DOCUMENT PASSAGE.
^^^^
Experts Detail Multi-Million Dollar Licensing Model of Predator Spyware
A new analysis of the sophisticated commercial spyware called Predator has revealed that its ability to persist between reboots is offered as an “add-on feature” and that it depends on the licensing options opted by a customer.
“In 2021, Predator spyware couldn’t survive a reboot on the infected Android system (it had it on iOS),” Cisco Talos researchers Mike Gentile, Asheer Malhotra, and Vitor Ventura said in a report shared with The Hacker News. “However, by April 2022, that capability was being offered to their customers.”
Predator is the product of a consortium called the Intellexa Alliance, which includes Cytrox (subsequently acquired by WiSpear), Nexa Technologies, and Senpai Technologies. Both Cytrox and Intellexa were added to the Entity List by the U.S. in July 2023 for “trafficking in cyber exploits used to gain access to information systems.”
The latest findings come more than six months after the cybersecurity vendor detailed the inner workings of Predator and its harmonious equation with another loader component called Alien.
“Alien is crucial to Predator’s successful functioning, including the additional components loaded by Predator on demand,” Malhotra told The Hacker News at the time. “The relationship between Alien and Predator is extremely symbiotic, requiring them to continuously work in tandem to spy on victims.”
Predator, which can target both Android and iOS, has been described as a “remote mobile extraction system” that’s sold on a licensing model that run into millions of dollars based on the exploit used for initial access and the number of concurrent infections, putting them out of reach of script kiddies and novice criminals.
^^^^
DATASET EXCERPTS.
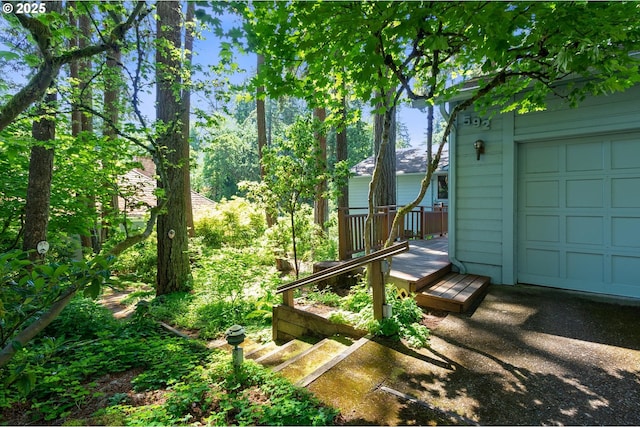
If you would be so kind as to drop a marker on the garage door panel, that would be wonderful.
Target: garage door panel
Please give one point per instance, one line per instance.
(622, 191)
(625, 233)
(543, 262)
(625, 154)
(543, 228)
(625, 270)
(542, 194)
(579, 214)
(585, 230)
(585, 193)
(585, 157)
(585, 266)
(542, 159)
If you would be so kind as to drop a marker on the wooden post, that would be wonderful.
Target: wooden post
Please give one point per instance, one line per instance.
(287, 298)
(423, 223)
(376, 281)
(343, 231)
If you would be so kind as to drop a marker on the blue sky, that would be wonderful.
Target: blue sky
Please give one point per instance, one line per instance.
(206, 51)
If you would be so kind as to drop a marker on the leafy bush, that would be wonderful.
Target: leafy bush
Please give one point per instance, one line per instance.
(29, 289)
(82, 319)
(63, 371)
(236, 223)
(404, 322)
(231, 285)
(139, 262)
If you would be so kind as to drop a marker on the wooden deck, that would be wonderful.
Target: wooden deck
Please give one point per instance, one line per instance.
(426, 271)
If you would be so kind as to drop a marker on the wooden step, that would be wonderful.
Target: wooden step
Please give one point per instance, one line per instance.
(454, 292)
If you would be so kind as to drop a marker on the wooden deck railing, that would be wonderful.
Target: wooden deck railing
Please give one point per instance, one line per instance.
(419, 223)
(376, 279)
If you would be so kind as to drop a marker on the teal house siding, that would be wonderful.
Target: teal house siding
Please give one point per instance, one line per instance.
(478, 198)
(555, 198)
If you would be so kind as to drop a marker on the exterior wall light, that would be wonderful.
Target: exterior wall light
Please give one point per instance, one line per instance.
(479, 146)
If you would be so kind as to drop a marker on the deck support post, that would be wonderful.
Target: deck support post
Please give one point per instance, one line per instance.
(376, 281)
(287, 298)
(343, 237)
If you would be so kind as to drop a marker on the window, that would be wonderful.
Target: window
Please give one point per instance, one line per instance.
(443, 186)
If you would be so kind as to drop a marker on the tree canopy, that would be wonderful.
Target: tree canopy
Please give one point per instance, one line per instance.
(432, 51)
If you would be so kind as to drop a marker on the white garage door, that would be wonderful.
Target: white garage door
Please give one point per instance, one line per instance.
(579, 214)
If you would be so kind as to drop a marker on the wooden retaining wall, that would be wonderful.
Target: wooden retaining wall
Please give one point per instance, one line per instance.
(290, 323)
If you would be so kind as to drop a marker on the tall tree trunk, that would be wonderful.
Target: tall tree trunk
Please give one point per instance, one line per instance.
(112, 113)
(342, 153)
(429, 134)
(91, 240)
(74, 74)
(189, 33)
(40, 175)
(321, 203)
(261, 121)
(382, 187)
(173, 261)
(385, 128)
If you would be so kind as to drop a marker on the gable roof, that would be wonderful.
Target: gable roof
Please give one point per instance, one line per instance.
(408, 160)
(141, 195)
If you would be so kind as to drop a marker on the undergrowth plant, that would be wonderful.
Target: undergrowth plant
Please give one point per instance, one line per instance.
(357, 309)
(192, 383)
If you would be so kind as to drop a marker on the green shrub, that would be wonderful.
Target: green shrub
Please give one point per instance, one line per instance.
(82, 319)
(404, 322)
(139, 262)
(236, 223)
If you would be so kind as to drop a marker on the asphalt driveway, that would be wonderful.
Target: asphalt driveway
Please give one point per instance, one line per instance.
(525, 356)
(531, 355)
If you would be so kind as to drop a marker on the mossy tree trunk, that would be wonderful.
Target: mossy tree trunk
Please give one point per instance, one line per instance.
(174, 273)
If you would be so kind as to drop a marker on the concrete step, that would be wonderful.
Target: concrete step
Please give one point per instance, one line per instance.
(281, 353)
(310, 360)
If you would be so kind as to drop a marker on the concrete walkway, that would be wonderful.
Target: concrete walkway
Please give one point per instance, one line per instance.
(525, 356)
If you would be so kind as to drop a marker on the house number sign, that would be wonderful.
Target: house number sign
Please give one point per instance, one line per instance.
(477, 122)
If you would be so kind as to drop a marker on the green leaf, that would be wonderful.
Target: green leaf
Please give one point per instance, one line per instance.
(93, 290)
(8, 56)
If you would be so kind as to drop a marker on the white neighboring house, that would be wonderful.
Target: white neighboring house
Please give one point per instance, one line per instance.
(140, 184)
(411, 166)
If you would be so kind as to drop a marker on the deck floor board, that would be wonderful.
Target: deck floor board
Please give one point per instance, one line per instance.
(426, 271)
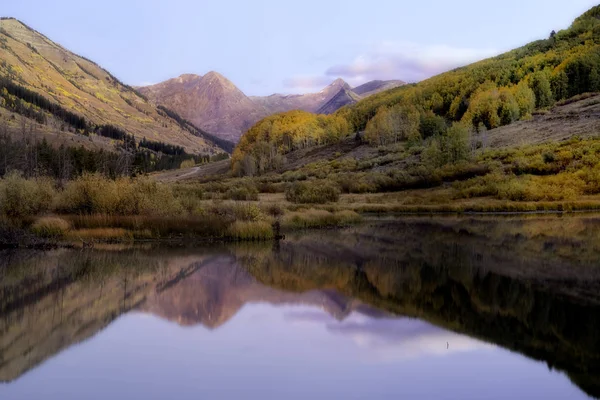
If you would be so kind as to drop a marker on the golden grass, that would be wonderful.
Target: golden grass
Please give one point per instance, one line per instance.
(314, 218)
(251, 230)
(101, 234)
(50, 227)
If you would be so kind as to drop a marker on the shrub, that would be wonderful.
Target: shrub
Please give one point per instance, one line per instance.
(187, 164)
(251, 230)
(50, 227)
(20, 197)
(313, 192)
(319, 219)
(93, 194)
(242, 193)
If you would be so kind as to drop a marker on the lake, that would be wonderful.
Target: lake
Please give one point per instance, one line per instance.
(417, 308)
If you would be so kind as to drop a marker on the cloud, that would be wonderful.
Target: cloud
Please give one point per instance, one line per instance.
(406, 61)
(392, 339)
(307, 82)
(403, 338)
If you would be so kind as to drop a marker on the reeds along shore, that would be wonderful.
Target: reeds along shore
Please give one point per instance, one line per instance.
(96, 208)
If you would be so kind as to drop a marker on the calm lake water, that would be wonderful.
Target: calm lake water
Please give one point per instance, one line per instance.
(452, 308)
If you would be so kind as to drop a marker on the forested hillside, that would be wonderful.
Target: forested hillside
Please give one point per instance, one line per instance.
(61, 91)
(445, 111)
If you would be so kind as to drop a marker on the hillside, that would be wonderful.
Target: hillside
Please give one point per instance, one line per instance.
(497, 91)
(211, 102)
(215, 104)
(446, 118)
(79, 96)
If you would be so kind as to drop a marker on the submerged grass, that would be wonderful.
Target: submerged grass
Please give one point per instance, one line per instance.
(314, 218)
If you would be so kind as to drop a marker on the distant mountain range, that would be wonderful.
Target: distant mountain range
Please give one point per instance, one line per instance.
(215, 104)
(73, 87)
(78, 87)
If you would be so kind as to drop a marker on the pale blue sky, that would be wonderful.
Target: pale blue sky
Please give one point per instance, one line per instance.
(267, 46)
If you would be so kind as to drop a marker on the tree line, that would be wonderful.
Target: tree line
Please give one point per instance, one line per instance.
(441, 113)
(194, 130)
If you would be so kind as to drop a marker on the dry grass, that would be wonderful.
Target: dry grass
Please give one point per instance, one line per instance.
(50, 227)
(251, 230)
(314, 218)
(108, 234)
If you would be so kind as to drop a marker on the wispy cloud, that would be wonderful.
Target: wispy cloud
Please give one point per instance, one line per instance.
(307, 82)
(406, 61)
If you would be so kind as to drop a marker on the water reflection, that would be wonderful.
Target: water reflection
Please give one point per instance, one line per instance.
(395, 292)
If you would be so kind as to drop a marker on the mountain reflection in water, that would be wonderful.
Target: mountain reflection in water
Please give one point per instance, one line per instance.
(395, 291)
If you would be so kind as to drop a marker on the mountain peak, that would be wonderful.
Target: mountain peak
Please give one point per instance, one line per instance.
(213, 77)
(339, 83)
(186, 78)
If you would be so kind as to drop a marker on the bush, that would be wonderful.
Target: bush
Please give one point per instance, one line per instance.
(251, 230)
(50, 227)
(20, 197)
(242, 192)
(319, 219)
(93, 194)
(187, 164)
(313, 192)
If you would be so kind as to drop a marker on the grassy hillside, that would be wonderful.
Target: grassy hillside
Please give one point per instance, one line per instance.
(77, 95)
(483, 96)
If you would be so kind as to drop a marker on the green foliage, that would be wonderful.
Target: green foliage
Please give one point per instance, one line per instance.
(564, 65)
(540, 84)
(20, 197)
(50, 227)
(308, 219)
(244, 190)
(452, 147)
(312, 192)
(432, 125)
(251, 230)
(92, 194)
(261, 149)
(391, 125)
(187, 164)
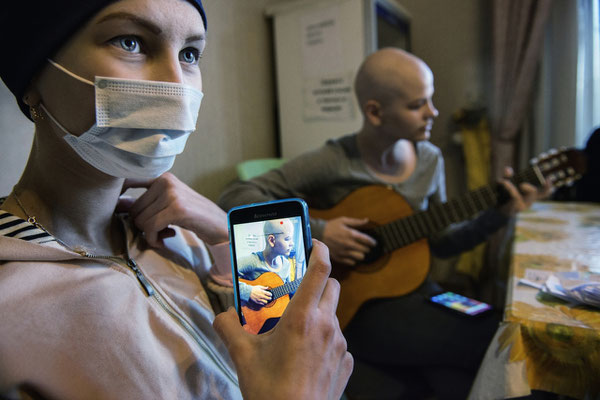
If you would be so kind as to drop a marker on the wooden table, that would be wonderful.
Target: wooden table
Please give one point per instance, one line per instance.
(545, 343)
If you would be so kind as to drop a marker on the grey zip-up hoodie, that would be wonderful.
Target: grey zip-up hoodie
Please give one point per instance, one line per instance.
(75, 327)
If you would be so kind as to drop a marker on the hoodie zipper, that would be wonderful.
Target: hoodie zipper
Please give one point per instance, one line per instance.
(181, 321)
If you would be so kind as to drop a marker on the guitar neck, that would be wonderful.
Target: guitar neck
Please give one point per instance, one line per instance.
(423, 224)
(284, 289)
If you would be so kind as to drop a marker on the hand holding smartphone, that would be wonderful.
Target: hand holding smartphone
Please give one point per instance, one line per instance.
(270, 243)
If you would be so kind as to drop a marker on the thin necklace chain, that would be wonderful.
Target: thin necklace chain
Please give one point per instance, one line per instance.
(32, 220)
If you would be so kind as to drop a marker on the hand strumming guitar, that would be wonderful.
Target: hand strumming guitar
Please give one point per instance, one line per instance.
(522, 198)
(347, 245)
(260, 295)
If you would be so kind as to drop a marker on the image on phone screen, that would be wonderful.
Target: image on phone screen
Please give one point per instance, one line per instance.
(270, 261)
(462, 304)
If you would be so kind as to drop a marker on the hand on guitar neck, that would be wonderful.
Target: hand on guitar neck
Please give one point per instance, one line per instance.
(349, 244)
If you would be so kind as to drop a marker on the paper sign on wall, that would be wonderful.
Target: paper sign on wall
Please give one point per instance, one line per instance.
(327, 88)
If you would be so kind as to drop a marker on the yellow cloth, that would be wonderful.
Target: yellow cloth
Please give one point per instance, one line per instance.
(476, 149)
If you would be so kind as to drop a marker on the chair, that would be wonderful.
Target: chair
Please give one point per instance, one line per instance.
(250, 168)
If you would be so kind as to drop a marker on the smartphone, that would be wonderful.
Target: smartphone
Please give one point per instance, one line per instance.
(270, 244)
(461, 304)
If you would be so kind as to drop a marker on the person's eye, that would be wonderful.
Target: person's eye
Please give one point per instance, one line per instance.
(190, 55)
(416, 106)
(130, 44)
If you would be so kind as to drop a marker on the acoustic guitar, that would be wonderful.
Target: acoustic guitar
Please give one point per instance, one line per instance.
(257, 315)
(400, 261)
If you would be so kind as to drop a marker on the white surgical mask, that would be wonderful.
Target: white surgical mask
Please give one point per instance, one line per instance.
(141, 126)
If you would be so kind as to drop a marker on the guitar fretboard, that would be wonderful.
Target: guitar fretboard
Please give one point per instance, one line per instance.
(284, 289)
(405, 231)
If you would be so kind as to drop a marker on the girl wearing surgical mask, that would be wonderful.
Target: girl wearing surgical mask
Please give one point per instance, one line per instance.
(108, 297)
^^^^
TASK LIST.
- a) In the Predator spyware article, please rewrite the passage from "Predator is the" to "component called Alien.", swapping "cybersecurity vendor" for "security company".
- b) Name the Cisco Talos researchers credited with the report in the Predator spyware article.
- c) Extend the Predator spyware article beyond its final sentence.

PER-TASK OUTPUTS.
- a)
Predator is the product of a consortium called the Intellexa Alliance, which includes Cytrox (subsequently acquired by WiSpear), Nexa Technologies, and Senpai Technologies. Both Cytrox and Intellexa were added to the Entity List by the U.S. in July 2023 for “trafficking in cyber exploits used to gain access to information systems.”
The latest findings come more than six months after the security company detailed the inner workings of Predator and its harmonious equation with another loader component called Alien.

- b) Mike Gentile, Asheer Malhotra, and Vitor Ventura.

- c)
Spyware such as Predator and Pegasus, which is developed by NSO Group, often rely on zero-day exploit chains in Android, iOS, and web browsers as covert intrusion vectors. But as Apple and Google continue to plug the security gaps, these exploit chains may be rendered ineffective, forcing them to go back to the drawing board.
However, it’s worth noting that the companies behind mercenary surveillance tools can also procure either full or partial exploit chains from exploit brokers and fashion them into an operational exploit that can be employed to effectively breach target devices.
Another key aspect of Intellexa’s business model is that offloads the work of setting up the attack infrastructure to the customers themselves, leaving it with room for plausible deniability should the campaigns come to light (as it inevitably does).
“The delivery of Intellexa’s supporting hardware is done at a terminal or airport,” the researchers said.
“This delivery method is known as Cost Insurance and Freight (CIF), which is part of the shipping industry’s jargon (‘Incoterms’). This mechanism allows Intellexa to claim that they have no visibility of where the systems are deployed and eventually located.”
On top of that, Intellexa possesses “first-hand knowledge” of whether their customers are performing surveillance operations outside their own borders owing to the fact that the operations are intrinsically connected to the license, which, by default, is restricted to a single phone country code prefix.
This geographic limitation, nonetheless, can be loosened for an additional fee.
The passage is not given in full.